Instructions to follow | Filter the lines below and copy out each one that contains the word "wearing".

Records provided |
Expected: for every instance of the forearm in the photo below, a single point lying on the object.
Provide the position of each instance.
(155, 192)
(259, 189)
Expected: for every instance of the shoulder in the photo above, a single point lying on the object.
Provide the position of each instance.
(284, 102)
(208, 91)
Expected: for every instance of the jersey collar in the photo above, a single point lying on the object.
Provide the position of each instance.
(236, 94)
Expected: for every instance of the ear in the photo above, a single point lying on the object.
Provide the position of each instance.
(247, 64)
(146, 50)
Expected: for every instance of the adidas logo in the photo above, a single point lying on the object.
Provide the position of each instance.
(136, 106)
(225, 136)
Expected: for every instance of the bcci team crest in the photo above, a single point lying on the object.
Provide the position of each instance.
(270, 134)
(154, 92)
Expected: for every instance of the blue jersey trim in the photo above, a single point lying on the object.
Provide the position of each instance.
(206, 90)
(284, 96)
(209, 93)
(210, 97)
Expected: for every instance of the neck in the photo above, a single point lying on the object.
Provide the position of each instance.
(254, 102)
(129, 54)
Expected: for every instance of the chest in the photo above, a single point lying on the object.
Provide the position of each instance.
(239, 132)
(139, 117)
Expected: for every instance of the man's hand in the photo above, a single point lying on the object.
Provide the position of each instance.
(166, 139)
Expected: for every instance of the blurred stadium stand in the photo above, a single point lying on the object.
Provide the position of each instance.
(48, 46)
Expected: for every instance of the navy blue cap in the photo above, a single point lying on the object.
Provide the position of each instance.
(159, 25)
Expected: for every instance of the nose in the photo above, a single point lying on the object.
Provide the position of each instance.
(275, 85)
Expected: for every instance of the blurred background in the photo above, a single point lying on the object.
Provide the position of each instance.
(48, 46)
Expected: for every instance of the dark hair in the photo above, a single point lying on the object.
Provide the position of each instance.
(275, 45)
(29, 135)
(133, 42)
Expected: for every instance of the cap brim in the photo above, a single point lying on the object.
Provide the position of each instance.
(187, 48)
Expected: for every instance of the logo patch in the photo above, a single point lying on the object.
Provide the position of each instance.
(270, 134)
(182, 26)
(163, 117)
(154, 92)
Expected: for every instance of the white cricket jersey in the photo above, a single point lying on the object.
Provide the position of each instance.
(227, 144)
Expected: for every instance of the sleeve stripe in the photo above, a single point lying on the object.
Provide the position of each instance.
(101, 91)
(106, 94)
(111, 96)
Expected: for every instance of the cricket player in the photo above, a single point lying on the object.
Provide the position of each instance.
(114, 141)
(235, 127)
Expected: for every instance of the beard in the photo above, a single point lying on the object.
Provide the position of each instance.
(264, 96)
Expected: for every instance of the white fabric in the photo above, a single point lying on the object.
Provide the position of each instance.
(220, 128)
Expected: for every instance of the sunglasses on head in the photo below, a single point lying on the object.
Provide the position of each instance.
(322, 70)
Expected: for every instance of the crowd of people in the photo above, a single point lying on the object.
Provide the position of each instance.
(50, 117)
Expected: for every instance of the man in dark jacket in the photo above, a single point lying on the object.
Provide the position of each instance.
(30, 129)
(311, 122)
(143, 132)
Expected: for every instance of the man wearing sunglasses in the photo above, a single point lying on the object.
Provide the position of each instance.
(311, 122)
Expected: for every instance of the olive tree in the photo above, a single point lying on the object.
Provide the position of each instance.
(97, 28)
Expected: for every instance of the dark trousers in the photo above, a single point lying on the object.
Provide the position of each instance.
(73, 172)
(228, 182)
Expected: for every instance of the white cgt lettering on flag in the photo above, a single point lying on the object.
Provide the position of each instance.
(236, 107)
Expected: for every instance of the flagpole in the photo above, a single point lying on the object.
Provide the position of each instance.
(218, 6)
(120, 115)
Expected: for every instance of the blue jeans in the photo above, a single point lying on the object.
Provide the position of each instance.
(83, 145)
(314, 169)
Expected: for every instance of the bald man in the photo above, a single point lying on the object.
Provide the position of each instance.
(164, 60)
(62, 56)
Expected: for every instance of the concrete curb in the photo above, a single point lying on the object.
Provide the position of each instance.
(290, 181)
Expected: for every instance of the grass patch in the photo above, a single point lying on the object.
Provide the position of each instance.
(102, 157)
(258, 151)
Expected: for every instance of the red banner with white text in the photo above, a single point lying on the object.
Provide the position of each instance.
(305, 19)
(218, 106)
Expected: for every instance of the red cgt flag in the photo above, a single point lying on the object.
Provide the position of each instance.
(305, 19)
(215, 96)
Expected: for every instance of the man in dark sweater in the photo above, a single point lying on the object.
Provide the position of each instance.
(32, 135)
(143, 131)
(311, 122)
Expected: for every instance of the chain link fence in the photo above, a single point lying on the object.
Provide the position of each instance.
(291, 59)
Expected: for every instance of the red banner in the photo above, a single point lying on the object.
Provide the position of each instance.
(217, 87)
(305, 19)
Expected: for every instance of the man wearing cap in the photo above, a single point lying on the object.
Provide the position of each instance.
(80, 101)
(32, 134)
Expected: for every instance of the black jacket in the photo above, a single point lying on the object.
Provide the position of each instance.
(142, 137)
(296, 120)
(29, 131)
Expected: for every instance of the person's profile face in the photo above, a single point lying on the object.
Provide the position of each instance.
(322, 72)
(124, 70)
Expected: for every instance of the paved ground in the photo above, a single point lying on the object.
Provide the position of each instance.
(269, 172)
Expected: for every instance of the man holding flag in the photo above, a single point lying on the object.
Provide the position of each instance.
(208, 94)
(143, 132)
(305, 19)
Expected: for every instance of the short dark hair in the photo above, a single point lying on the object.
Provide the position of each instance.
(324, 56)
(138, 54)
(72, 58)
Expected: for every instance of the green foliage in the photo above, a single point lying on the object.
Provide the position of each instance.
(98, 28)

...

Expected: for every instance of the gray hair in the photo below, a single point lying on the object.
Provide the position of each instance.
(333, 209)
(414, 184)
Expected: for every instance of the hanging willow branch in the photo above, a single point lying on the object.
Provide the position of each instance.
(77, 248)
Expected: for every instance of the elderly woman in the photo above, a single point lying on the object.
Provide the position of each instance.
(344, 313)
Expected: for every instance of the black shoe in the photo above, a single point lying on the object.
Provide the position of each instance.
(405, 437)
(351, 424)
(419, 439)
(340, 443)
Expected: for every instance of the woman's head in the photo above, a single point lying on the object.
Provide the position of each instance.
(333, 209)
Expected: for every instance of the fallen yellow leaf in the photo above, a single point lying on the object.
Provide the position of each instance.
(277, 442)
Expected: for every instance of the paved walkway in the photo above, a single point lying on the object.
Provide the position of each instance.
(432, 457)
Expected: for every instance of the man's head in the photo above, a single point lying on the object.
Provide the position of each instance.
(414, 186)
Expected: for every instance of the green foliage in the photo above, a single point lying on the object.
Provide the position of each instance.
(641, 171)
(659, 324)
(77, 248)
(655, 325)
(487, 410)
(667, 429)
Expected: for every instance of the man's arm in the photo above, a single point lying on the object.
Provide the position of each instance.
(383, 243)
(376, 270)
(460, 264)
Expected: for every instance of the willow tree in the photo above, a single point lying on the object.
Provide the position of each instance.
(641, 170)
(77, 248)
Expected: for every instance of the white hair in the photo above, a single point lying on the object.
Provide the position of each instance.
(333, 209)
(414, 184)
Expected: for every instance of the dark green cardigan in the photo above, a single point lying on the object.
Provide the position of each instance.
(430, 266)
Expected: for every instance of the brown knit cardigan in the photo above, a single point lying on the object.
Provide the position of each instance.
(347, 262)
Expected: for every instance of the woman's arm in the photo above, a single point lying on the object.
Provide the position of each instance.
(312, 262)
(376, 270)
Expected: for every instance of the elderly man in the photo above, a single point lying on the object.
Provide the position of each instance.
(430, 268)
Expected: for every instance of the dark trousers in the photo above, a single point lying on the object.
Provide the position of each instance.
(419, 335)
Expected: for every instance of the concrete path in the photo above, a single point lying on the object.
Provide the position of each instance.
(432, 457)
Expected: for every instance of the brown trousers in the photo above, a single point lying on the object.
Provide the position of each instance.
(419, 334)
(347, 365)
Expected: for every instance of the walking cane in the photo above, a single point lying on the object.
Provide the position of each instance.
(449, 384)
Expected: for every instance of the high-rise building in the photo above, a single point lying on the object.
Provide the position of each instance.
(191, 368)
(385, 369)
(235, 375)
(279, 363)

* * *

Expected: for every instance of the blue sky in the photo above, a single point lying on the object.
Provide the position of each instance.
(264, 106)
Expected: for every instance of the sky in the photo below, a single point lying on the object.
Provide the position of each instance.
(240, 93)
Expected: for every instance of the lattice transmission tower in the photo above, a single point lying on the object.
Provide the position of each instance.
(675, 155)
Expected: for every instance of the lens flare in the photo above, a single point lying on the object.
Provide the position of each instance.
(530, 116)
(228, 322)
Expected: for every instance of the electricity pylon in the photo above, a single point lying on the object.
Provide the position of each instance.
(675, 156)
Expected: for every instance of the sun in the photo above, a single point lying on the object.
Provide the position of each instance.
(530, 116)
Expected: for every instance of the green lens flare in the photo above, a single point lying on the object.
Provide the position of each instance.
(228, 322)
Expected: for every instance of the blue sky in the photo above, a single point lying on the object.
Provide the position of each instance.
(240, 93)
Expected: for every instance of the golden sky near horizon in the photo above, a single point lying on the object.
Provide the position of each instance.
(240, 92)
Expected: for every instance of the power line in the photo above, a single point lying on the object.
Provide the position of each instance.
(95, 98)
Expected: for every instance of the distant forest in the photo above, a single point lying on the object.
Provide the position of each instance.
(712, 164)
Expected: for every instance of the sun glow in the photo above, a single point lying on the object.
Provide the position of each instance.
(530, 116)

Exercise solution |
Expected: for every instance of the man wearing sunglasses in the photo above, a single point lying on the object.
Expected: for every instance of the man wearing cap in the photo above, a single point lying on the object.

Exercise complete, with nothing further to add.